__Exercise tasks__.
**A)** In the article on remote COVID-19 monitoring, what items come in the take-home kit given to recovering patients?
**B)** Copy word for word the stretch of the article on remote COVID-19 monitoring from "Monitoring the progress" through "anticipate important changes.".

__Supplied text__.
A pilot program conducted by the University of Illinois Health system and digital-medicine startup PhysIQ and funded by the National Institutes of Health is enabling COVID-19 patients to receive care outside hospital settings.

Monitoring the progress of people recovering from the disease remains a challenge because their symptoms can turn life-threatening so quickly. The Illinois program gives people recovering from COVID-19, a take-home kit that includes a pulse oximeter, a disposable Bluetooth-enabled sensor patch, and a paired smartphone. The software takes data from the wearable patch and uses machine learning to develop a profile of each person’s vital signs. The monitoring system alerts clinicians remotely when a patient’s vitals— such as heart rate—shift away from their usual levels.

Typically, patients recovering from covid might get sent home with a pulse oximeter. PhysIQ’s developers say their system is much more sensitive because it uses AI to understand each patient’s body, and its creators claim it is much more likely to anticipate important changes.

“It’s an enormous benefit,” says Terry Vanden Hoek, the chief medical officer and head of emergency medicine at University of Illinois Health, which is hosting the pilot. Working with covid cases is hard, he says: “When you work in the emergency department it’s sad to see patients who waited too long to come in for help.  They would require intensive care on a ventilator. You couldn’t help but ask, ‘If we could have warned them four days before, could we have prevented all this?’”

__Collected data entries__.
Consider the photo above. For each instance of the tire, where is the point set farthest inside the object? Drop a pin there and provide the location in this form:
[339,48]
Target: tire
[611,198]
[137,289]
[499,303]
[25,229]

__Task-by-task answers__.
**A)** A pulse oximeter, a disposable Bluetooth-enabled sensor patch, and a paired smartphone.

**B)**
Monitoring the progress of people recovering from the disease remains a challenge because their symptoms can turn life-threatening so quickly. The Illinois program gives people recovering from COVID-19, a take-home kit that includes a pulse oximeter, a disposable Bluetooth-enabled sensor patch, and a paired smartphone. The software takes data from the wearable patch and uses machine learning to develop a profile of each person’s vital signs. The monitoring system alerts clinicians remotely when a patient’s vitals— such as heart rate—shift away from their usual levels.

Typically, patients recovering from covid might get sent home with a pulse oximeter. PhysIQ’s developers say their system is much more sensitive because it uses AI to understand each patient’s body, and its creators claim it is much more likely to anticipate important changes.